Please copy out every line in the entries that includes the word "market".
━━ Available records
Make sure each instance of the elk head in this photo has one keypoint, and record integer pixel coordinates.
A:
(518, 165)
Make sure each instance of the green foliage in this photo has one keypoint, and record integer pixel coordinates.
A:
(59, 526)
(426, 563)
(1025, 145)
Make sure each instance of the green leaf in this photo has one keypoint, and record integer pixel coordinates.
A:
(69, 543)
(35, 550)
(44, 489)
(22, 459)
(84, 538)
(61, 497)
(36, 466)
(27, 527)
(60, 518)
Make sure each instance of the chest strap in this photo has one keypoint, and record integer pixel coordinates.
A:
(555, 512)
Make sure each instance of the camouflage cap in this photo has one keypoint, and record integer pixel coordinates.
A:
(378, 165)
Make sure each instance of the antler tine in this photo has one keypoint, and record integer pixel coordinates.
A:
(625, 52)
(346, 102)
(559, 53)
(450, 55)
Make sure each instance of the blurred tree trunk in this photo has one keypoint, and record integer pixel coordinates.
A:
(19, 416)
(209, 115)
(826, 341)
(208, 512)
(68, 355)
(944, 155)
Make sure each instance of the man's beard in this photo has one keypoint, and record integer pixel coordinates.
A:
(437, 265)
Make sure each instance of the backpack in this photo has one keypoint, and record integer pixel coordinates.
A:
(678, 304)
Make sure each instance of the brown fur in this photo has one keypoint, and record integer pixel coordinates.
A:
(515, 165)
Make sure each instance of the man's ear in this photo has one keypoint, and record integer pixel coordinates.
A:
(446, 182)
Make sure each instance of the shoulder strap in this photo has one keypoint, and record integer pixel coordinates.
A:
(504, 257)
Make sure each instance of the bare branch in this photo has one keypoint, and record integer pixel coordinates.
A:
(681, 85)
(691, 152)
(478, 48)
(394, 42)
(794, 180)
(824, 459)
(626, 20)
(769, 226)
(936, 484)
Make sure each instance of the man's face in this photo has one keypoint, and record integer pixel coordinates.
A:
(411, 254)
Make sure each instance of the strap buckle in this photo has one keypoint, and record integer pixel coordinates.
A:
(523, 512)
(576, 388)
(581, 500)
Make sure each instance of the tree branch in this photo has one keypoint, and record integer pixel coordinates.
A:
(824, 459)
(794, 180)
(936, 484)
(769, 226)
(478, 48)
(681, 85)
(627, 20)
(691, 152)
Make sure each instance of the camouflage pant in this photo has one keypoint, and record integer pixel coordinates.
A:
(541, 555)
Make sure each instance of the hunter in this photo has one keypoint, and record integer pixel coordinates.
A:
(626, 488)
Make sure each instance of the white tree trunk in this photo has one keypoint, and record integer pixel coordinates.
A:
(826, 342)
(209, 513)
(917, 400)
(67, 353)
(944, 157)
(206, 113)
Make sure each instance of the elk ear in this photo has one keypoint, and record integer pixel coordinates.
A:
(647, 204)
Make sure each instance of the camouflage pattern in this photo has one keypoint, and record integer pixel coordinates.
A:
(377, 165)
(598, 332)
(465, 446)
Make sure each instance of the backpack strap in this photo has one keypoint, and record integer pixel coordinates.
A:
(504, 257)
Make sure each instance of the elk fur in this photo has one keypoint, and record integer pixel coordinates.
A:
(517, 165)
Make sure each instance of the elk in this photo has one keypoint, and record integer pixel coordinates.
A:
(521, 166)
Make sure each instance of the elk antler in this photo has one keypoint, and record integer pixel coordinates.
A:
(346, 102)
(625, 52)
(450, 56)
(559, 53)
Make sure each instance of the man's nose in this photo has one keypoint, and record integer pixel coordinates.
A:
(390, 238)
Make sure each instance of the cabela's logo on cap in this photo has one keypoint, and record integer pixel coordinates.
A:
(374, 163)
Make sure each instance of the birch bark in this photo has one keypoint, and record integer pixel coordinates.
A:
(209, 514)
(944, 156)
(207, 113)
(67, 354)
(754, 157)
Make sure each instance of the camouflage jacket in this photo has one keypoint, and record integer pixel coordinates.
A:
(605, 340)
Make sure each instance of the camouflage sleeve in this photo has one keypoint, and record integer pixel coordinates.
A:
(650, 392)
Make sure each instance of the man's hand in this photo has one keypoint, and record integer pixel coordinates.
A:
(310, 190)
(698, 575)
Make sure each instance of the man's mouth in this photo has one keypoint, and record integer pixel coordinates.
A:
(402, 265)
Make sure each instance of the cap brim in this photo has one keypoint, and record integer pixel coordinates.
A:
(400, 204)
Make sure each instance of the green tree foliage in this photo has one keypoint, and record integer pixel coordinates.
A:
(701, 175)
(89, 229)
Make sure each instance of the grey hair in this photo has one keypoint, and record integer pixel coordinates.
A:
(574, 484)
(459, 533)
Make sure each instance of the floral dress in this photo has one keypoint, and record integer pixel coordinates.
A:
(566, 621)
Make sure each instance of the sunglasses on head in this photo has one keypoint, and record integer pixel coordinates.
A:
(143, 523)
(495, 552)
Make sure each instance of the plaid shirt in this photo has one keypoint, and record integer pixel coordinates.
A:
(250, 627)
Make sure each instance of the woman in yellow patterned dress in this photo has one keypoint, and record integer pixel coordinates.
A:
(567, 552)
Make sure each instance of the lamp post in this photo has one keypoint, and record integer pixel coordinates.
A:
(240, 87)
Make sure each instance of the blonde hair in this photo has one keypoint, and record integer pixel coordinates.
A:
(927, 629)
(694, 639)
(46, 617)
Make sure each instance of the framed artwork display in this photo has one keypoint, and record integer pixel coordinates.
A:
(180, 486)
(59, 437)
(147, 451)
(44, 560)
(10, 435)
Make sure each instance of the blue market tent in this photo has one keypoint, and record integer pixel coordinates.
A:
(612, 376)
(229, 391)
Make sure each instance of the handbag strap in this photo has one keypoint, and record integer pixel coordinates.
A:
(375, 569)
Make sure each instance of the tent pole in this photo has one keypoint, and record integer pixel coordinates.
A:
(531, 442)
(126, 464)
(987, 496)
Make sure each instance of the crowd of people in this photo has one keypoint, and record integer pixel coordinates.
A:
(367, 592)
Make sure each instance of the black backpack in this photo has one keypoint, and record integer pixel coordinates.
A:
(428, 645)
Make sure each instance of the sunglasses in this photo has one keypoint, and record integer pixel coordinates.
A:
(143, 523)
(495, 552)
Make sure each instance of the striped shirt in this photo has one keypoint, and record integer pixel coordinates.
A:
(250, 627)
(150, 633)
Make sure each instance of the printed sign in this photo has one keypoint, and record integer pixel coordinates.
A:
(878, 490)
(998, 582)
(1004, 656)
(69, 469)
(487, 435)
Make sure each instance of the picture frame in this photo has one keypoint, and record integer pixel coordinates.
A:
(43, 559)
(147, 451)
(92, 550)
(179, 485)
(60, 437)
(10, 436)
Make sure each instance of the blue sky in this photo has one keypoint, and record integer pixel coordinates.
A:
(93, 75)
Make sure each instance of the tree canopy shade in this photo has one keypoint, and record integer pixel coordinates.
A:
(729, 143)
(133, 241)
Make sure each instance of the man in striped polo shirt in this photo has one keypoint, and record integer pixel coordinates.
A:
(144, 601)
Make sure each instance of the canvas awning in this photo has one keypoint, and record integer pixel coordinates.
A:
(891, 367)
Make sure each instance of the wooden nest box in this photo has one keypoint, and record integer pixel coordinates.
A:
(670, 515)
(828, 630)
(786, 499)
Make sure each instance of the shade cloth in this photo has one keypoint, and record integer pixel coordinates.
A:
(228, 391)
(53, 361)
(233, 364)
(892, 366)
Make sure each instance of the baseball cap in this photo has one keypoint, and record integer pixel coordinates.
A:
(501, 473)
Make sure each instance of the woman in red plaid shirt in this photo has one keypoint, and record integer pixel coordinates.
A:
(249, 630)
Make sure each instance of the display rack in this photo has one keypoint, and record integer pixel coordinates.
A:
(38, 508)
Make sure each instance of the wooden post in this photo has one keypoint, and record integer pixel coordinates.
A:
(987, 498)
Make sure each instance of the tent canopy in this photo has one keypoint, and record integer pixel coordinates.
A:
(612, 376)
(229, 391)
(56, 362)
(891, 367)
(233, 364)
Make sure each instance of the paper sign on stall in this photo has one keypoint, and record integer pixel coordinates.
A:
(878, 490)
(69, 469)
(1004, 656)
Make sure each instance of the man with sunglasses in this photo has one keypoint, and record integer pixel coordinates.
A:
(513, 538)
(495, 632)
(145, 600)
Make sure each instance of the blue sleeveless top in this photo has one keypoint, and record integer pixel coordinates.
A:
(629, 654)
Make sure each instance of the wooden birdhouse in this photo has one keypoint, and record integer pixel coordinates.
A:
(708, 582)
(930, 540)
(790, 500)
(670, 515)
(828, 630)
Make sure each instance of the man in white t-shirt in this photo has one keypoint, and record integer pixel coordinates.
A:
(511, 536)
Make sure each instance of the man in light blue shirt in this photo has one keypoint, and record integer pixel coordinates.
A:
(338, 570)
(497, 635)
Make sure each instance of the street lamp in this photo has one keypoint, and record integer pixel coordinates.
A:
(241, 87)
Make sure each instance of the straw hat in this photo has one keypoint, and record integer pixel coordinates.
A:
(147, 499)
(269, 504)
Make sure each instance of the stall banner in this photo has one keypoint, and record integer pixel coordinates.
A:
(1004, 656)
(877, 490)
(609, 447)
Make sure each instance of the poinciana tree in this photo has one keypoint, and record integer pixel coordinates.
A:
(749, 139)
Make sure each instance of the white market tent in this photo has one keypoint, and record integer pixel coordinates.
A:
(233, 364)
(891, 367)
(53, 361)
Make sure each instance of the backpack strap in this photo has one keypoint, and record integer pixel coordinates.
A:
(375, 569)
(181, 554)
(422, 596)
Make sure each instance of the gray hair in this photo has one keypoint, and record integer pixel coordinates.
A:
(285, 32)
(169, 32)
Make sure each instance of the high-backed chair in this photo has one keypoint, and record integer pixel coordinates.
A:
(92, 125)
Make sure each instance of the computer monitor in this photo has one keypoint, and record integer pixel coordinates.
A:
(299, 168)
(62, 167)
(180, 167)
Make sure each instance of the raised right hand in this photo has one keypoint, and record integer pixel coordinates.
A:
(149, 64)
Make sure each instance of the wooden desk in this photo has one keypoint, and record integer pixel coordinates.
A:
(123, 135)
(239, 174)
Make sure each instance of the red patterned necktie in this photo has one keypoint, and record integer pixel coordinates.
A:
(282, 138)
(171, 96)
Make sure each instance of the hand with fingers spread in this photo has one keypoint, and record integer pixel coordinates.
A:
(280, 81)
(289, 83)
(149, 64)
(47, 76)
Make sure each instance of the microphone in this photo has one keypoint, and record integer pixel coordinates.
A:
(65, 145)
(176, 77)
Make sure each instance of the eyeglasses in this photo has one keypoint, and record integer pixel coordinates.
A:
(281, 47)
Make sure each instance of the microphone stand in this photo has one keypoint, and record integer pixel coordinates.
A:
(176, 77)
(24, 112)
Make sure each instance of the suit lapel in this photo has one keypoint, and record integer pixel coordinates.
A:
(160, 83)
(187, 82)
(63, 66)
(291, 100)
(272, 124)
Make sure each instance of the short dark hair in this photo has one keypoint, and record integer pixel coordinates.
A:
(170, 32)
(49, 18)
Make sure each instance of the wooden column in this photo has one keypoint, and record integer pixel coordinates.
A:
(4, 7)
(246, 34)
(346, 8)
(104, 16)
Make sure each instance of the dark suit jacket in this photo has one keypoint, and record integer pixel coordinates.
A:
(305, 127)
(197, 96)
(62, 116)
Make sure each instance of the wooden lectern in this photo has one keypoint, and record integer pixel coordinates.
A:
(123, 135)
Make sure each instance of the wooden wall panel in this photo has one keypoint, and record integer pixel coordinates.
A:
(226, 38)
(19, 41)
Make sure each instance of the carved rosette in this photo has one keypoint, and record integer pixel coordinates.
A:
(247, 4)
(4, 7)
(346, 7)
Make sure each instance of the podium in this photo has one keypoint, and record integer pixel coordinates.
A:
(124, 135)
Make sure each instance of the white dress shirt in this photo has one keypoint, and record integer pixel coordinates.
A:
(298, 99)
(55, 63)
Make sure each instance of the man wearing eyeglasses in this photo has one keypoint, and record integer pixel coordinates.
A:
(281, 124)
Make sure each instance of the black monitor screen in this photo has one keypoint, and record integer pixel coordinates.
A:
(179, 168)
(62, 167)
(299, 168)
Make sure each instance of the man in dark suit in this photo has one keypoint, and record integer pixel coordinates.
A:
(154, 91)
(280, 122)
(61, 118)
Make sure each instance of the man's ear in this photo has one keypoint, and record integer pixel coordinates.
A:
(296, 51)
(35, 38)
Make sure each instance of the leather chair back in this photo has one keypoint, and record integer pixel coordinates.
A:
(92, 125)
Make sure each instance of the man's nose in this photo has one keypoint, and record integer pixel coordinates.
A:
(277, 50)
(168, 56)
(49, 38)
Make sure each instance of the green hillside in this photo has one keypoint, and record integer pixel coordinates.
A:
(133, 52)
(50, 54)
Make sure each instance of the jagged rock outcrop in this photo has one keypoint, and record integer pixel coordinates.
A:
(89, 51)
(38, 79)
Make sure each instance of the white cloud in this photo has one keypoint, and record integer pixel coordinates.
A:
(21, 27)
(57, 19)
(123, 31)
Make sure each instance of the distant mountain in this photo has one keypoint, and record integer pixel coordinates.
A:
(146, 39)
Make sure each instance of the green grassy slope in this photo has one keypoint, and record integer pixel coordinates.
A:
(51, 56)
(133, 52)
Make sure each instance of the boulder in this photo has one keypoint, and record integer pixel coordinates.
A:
━━━━
Response –
Make sure each instance of the blue market tent in this photo has one keypoint, and record integer pixel coordinates.
Make sure each instance of the white market tent in this photo has one keypoint, and record integer pixel coordinates.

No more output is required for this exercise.